Travail demandé
[1] Résumez en deux phrases le texte sur la production de Debussy au Festival d'Aix-en-Provence.
[2] Reprenez le texte sur la production de Debussy au Festival d'Aix-en-Provence et poursuivez-le à partir de sa dernière phrase.

Texte proposé
= = = =
Au Festival d’Aix-en-Provence, Katty Mitchell dé/re-construit la pièce de Debussy/Maeterlink
Dans la production aixoise, outre la beauté de la musique de Claude Debussy parfaitement rendue par la qualité unanime des chanteurs et de l’orchestre, il faut signaler d’emblée le travail des changements de plateau – tout ce beau monde a été chaudement applaudi, y compris l’armée des techniciens, qui sont venus, chose exceptionnelle, saluer à la fin. Si l’on ajoute une mise en scène intelligente bien que discutable, tout est réuni pour le succès de la représentation au Festival d’Aix cette année.
= = = =
Matériel fourni
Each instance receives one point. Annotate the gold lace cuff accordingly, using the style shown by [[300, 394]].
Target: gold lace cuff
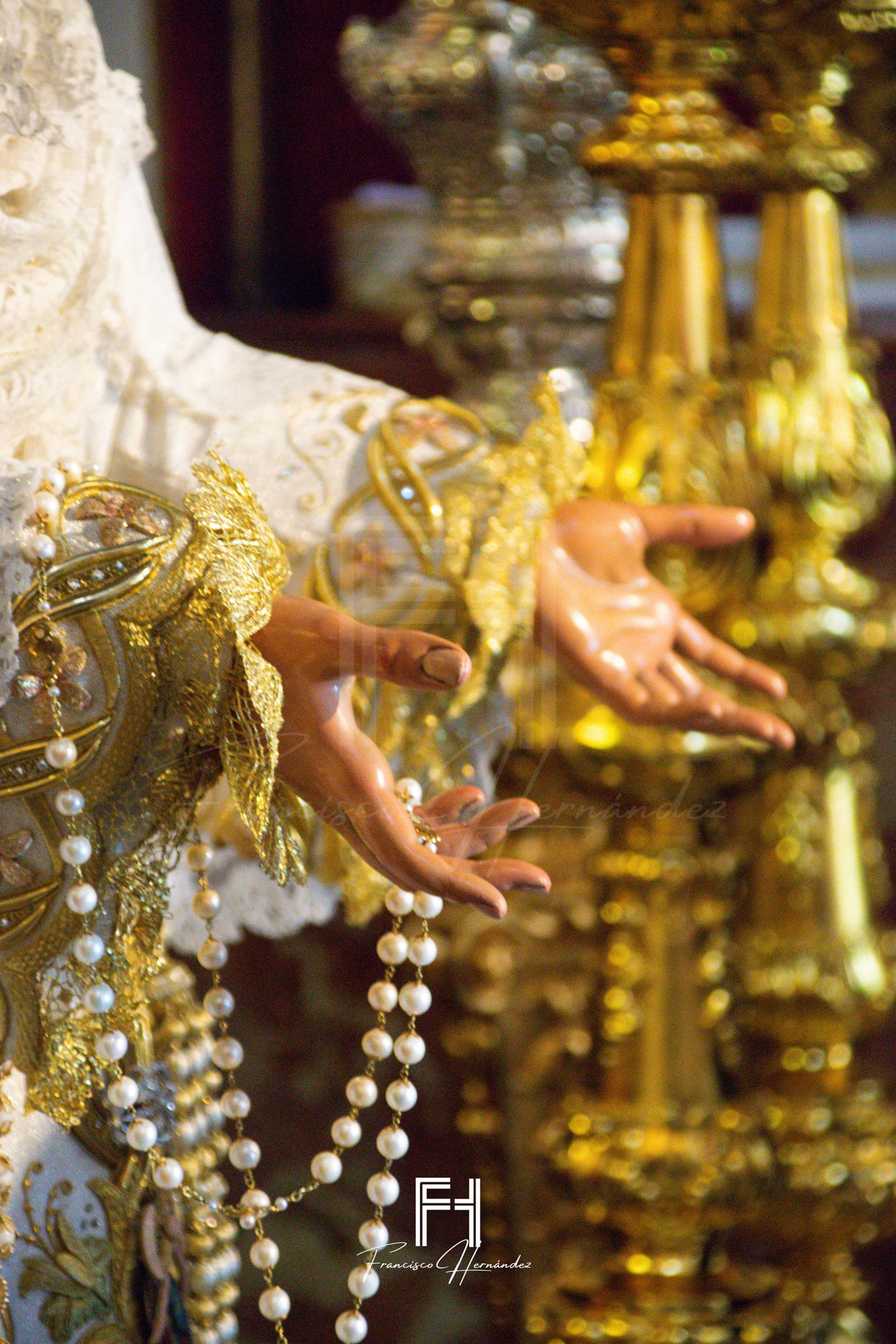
[[444, 537], [245, 569]]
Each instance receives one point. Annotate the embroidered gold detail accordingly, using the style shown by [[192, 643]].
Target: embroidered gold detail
[[246, 567], [467, 514], [167, 622], [84, 1279]]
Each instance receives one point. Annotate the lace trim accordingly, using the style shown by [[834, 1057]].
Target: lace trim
[[246, 567], [18, 483], [252, 902]]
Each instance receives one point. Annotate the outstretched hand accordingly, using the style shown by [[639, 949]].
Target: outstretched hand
[[624, 636], [344, 776]]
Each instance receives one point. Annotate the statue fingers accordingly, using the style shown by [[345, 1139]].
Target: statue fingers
[[719, 714], [704, 648], [663, 691], [390, 836], [490, 828], [695, 525], [512, 875], [452, 805], [603, 672]]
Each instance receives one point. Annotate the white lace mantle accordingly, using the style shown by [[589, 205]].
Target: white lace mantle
[[18, 483]]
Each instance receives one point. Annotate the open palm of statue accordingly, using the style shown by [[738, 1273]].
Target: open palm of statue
[[612, 624], [624, 636]]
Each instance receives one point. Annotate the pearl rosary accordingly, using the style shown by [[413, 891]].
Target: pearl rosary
[[394, 948], [97, 998]]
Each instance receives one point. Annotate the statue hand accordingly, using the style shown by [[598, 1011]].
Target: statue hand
[[340, 772], [621, 633]]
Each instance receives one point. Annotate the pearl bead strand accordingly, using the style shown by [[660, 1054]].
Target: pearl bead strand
[[362, 1091], [61, 755], [76, 847]]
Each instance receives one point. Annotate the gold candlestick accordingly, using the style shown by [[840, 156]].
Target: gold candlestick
[[808, 973]]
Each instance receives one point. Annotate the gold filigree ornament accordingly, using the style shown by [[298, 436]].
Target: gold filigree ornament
[[459, 515], [163, 694]]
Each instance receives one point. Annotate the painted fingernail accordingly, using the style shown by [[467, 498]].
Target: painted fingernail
[[523, 819], [445, 666]]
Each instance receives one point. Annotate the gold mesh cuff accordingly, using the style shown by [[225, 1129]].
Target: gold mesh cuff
[[245, 569]]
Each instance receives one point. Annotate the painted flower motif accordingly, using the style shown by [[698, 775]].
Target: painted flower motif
[[54, 667], [119, 512], [11, 848], [424, 421], [364, 561]]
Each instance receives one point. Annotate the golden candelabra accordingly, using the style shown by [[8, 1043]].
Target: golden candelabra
[[667, 1054]]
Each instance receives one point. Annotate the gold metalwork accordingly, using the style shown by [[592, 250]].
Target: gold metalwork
[[713, 932], [179, 694], [461, 514]]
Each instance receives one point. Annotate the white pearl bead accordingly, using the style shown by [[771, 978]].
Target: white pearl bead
[[245, 1154], [362, 1091], [141, 1136], [226, 1328], [76, 850], [377, 1043], [206, 903], [227, 1053], [46, 506], [410, 1047], [422, 951], [219, 1003], [363, 1281], [427, 906], [346, 1132], [264, 1253], [392, 949], [372, 1234], [72, 469], [41, 549], [382, 996], [382, 1189], [399, 902], [81, 898], [236, 1104], [168, 1174], [401, 1094], [392, 1143], [274, 1304], [70, 803], [53, 480], [123, 1093], [89, 949], [327, 1169], [351, 1328], [198, 857], [213, 955], [415, 999], [112, 1046], [61, 753], [100, 998], [254, 1202]]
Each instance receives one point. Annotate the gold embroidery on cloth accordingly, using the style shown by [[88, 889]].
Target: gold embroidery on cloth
[[178, 691], [246, 566], [469, 512]]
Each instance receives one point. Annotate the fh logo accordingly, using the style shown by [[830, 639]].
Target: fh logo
[[436, 1204]]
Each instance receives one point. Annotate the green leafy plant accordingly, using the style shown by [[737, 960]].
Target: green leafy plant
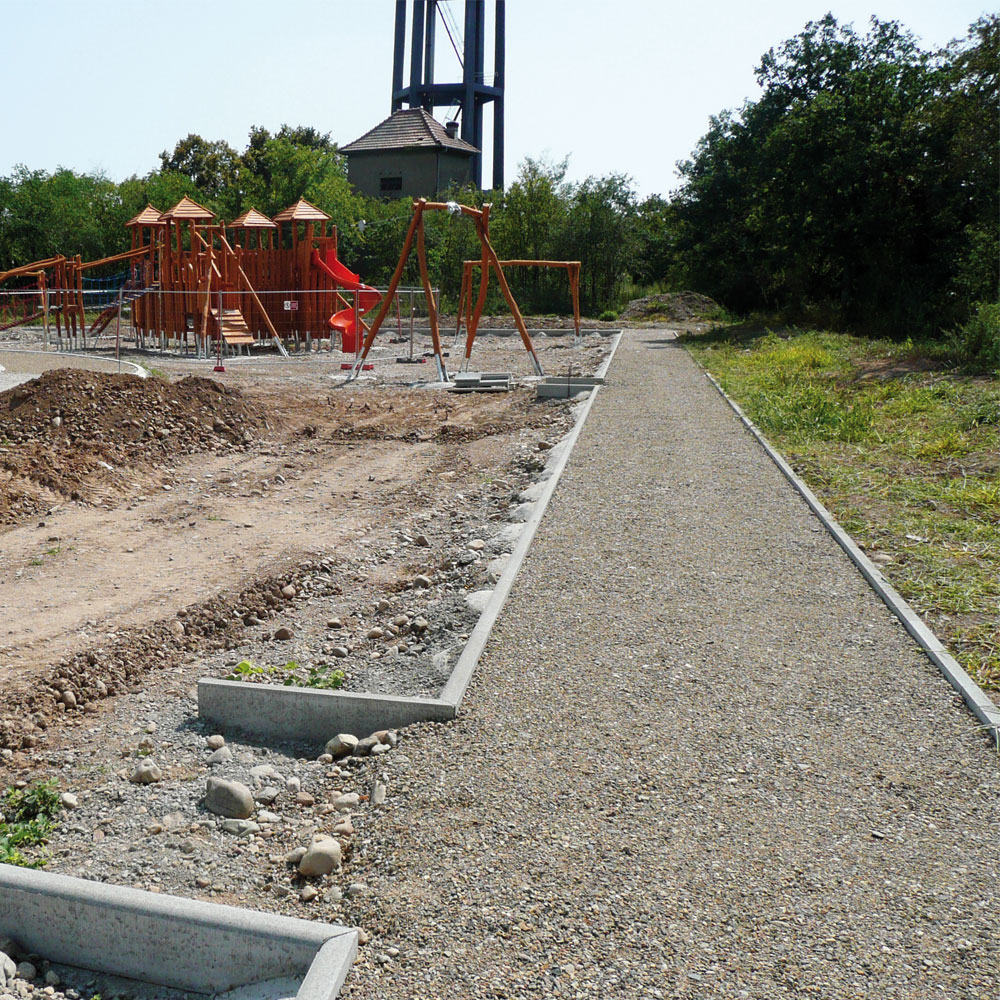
[[29, 818], [323, 676]]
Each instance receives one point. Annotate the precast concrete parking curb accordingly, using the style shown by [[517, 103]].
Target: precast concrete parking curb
[[167, 940], [309, 716], [978, 702]]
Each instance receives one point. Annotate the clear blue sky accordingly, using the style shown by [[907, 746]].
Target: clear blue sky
[[625, 87]]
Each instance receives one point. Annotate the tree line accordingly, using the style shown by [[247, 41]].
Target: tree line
[[859, 190]]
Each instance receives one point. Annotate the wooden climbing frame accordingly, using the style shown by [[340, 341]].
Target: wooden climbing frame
[[481, 218]]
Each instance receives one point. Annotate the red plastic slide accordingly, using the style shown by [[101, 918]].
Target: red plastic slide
[[367, 299]]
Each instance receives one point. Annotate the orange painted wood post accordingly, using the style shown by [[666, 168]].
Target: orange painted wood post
[[418, 208], [425, 280]]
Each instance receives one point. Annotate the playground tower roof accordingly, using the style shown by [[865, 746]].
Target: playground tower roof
[[149, 216], [252, 219], [302, 211], [186, 208], [411, 128]]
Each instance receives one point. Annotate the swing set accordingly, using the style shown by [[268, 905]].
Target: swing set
[[488, 261]]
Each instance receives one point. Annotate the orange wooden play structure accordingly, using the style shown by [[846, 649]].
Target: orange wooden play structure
[[489, 260], [197, 281]]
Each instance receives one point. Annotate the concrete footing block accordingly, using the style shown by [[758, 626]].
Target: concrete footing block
[[169, 941]]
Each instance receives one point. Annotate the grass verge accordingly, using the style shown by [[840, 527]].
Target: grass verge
[[902, 447]]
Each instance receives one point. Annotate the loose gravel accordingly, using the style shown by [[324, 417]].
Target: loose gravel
[[699, 757]]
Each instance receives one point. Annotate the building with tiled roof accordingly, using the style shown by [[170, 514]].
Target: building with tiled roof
[[409, 154]]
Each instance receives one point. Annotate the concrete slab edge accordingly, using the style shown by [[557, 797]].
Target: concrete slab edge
[[985, 711], [454, 690], [128, 367], [304, 715], [168, 940], [270, 711]]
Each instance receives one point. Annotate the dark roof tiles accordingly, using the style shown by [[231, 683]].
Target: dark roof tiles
[[411, 128]]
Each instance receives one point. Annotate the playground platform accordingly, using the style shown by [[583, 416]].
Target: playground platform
[[699, 758]]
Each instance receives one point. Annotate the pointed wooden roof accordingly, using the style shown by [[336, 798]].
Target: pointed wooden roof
[[302, 211], [186, 208], [149, 216], [252, 219]]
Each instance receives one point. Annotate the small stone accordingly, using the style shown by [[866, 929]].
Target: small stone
[[146, 773], [364, 747], [320, 858], [267, 795], [228, 798], [240, 827], [342, 745]]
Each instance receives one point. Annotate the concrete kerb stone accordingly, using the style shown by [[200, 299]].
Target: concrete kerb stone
[[985, 711], [305, 715], [167, 940], [454, 690]]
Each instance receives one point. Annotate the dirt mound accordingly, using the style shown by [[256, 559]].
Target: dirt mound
[[76, 434], [677, 307]]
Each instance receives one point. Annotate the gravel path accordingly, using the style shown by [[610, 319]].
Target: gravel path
[[698, 759]]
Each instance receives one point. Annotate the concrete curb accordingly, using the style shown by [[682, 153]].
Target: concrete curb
[[978, 702], [167, 940], [305, 715], [454, 690]]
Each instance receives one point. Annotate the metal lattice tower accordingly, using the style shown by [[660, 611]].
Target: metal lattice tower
[[472, 93]]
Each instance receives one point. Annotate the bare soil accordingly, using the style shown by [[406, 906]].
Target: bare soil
[[128, 505]]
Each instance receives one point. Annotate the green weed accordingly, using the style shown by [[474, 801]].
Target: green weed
[[901, 449], [29, 816]]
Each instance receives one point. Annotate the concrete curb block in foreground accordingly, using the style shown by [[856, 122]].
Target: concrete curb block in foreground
[[978, 702], [305, 715], [167, 940]]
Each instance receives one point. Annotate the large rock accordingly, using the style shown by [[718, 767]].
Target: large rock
[[228, 798], [146, 773], [321, 857], [342, 745]]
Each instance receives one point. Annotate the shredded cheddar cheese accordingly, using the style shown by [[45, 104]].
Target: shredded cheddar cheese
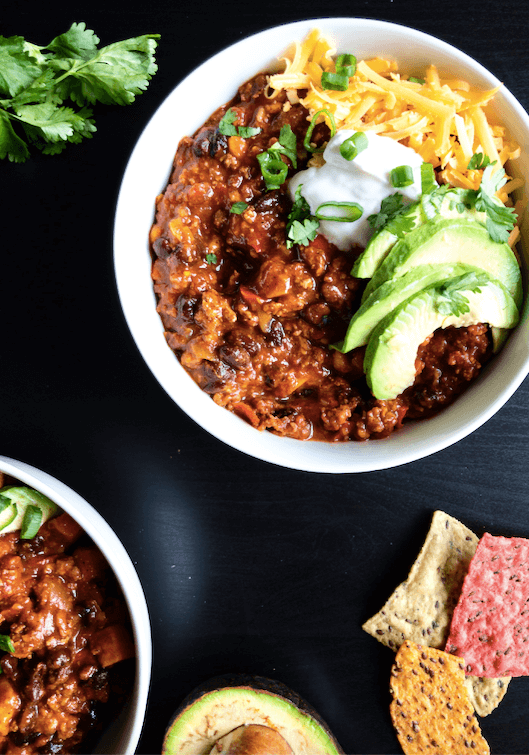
= = = =
Réponses par consigne
[1] Au Festival d'Aix-en-Provence, Katty Mitchell met en scène la pièce de Debussy et Maeterlink, dont la musique est parfaitement rendue par des chanteurs et un orchestre d'une qualité unanime. Le travail des changements de plateau mérite d'être signalé, les techniciens étant même venus saluer à la fin, et avec une mise en scène intelligente bien que discutable, tout est réuni pour le succès de la représentation.

[2]
L’acte 1 débute pourtant de façon inhabituelle, puisque, en lieu et place du prélude orchestral, Mélisande apparaît seule dans sa chambre, sans musique, un mouchoir ensanglanté à la main : se réveille-t-elle ? Ou alors cette chambre serait-elle un refuge… après un viol collectif ? Efficace et subtil, ce tableau sans parole pose symboliquement l’ambiguïté de sa psyché, emprisonnée entre la réalité et l’imaginaire. Ensuite l’héroïne se déplace dans la salle d’à côté, la salle de bain ; elle se dévêt et s’assoit sur le wc pour faire un test de grossesse ; puis elle revient ; et commence le prélude. Ainsi dès l’entame nous sommes installés dans la trivialité d’un « réalisme fantastique », mus par un « principe de réalité » tout en restant embués d’interrogations, de blocages inconscients, comme ces marches au ralenti d’inconnus, que nous verrons régulièrement monter ou descendre un escalier gigantesque.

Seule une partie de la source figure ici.